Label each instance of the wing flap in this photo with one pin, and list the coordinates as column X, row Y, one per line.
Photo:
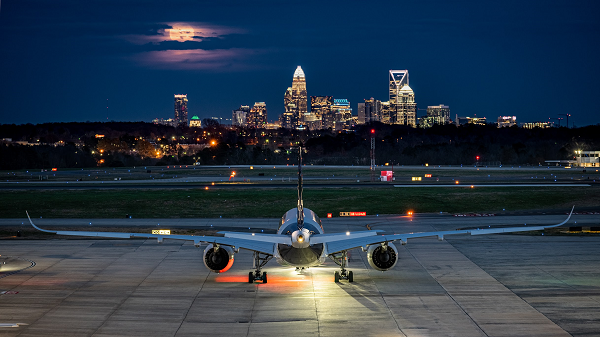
column 243, row 243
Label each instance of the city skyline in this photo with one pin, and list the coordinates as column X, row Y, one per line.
column 69, row 61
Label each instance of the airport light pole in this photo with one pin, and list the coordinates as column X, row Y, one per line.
column 372, row 154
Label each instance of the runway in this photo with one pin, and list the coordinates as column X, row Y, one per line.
column 491, row 285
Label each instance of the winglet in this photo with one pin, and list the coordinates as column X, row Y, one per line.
column 564, row 222
column 36, row 227
column 568, row 218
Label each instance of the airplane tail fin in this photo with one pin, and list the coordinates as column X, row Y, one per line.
column 300, row 215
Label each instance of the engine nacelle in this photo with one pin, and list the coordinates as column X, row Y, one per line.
column 218, row 260
column 382, row 257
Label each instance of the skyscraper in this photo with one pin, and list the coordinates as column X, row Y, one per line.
column 403, row 108
column 295, row 101
column 257, row 118
column 320, row 105
column 239, row 116
column 181, row 109
column 369, row 111
column 440, row 114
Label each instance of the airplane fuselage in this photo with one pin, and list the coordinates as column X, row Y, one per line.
column 310, row 256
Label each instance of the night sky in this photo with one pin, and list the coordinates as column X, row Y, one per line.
column 63, row 61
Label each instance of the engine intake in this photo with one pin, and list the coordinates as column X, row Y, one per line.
column 382, row 257
column 218, row 260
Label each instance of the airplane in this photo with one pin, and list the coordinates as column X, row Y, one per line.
column 301, row 242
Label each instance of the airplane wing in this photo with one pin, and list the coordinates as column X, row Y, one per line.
column 257, row 244
column 335, row 245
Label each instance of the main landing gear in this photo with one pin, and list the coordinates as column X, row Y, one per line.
column 260, row 260
column 341, row 259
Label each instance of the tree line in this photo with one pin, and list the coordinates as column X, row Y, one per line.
column 440, row 145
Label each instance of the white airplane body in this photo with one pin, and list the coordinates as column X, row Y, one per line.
column 301, row 242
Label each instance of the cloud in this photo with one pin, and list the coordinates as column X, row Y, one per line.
column 234, row 59
column 182, row 32
column 192, row 46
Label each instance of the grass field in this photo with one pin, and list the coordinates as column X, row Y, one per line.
column 264, row 202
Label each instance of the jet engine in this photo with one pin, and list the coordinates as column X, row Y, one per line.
column 382, row 257
column 218, row 259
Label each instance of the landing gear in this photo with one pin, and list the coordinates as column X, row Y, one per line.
column 341, row 259
column 260, row 260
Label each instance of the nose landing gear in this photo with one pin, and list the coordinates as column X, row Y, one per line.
column 260, row 260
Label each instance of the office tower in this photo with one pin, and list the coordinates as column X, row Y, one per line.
column 385, row 112
column 257, row 118
column 320, row 105
column 195, row 122
column 403, row 108
column 341, row 112
column 369, row 111
column 295, row 101
column 342, row 107
column 239, row 116
column 438, row 114
column 361, row 113
column 507, row 121
column 181, row 109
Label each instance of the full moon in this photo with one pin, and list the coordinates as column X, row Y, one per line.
column 181, row 34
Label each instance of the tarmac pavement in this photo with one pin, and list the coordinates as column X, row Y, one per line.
column 488, row 285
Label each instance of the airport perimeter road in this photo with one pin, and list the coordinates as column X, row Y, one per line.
column 491, row 285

+++

Quote the preceding listing precisely and completely, omitting its images.

Label each instance of the wing flap in this photo with one pin, and list the coordinates as column X, row Y, one per line.
Photo:
column 243, row 243
Label each instance of the city skyline in this photo with one pin, and list the coordinates as column X, row Y, one per line.
column 69, row 61
Label each instance of the airport light pole in this photo with one pin, and list the coordinates as column X, row Y, one per line.
column 372, row 154
Label each instance of the runway in this photo with one pin, and list the coordinates as column X, row Y, one per line.
column 491, row 285
Label each instance of the winglet in this photo with one pin, and list the coordinates as column X, row Y, one per line.
column 564, row 222
column 36, row 227
column 568, row 218
Label each instance of the airplane tail fin in this photo with one pin, and list the coordinates as column X, row Y, one per line.
column 300, row 215
Label each instance of the engine nacelle in this photo with one pin, and list the coordinates as column X, row Y, one per line.
column 218, row 260
column 382, row 257
Label each instance of the skyscraper in this photo with one pin, and list the coordinates as column X, row Y, one per line.
column 403, row 108
column 295, row 101
column 257, row 118
column 320, row 105
column 239, row 116
column 181, row 109
column 369, row 111
column 440, row 114
Label each instance of the airplane fuselage in this photo with one pin, and list the coordinates as column X, row Y, one per line.
column 310, row 256
Label each instance of the night sky in this photo with one pin, and list the coordinates as column X, row Y, one per line.
column 63, row 61
Label each instance of the engine intake in this photo with one pin, and list the coordinates as column X, row Y, one per line.
column 382, row 257
column 218, row 260
Label each instance of the airplane in this photo with one pin, and list the coordinates as column X, row Y, one per line.
column 301, row 242
Label each instance of the airplane wing in this photo with one pin, and list the coordinates as column X, row Y, one per line.
column 257, row 244
column 335, row 245
Label each instance of the main landing gear in this photo with one pin, and list the coordinates as column X, row Y, one per line.
column 260, row 260
column 341, row 259
Label each instance of the tree line in this photo with one pin, and list the coordinates as column X, row Y, one per line.
column 440, row 145
Label each instance of the white airplane body in this photo with one pin, and list the coordinates as column X, row Y, one per line.
column 301, row 242
Label each instance of the cloud in this photo with one pin, and list the coordinates as column X, row Y, one per line.
column 234, row 59
column 182, row 32
column 192, row 46
Label each instance of the grass field in this photo with one pin, and list the coordinates as column X, row Y, one per line.
column 264, row 202
Label each instance of the jet engine in this photo with one pin, and list the coordinates as column X, row Y, one per line.
column 382, row 257
column 218, row 259
Label each instance of the landing gear in this photo with one pin, and list the coordinates as column X, row Y, one per line.
column 341, row 259
column 260, row 260
Label each instance of the nose landing gear in this photo with one pin, and list the coordinates as column X, row Y, one per line.
column 260, row 260
Label each instance of the office tower in this photo with one pin, and list the coordinates as column X, row Y, one per line.
column 385, row 112
column 257, row 118
column 320, row 105
column 195, row 122
column 403, row 108
column 341, row 112
column 369, row 111
column 295, row 101
column 342, row 107
column 239, row 116
column 438, row 114
column 361, row 113
column 507, row 121
column 181, row 109
Label each instance of the full moon in this photo with one pin, and list the coordinates as column X, row Y, one per line.
column 181, row 34
Label each instance of the tarmac pavement in this photo with one pin, and list the coordinates as column X, row Y, one per line.
column 488, row 285
Label each instance of the airport perimeter road in this photo with one pin, and list the coordinates as column X, row Y, one per line.
column 491, row 285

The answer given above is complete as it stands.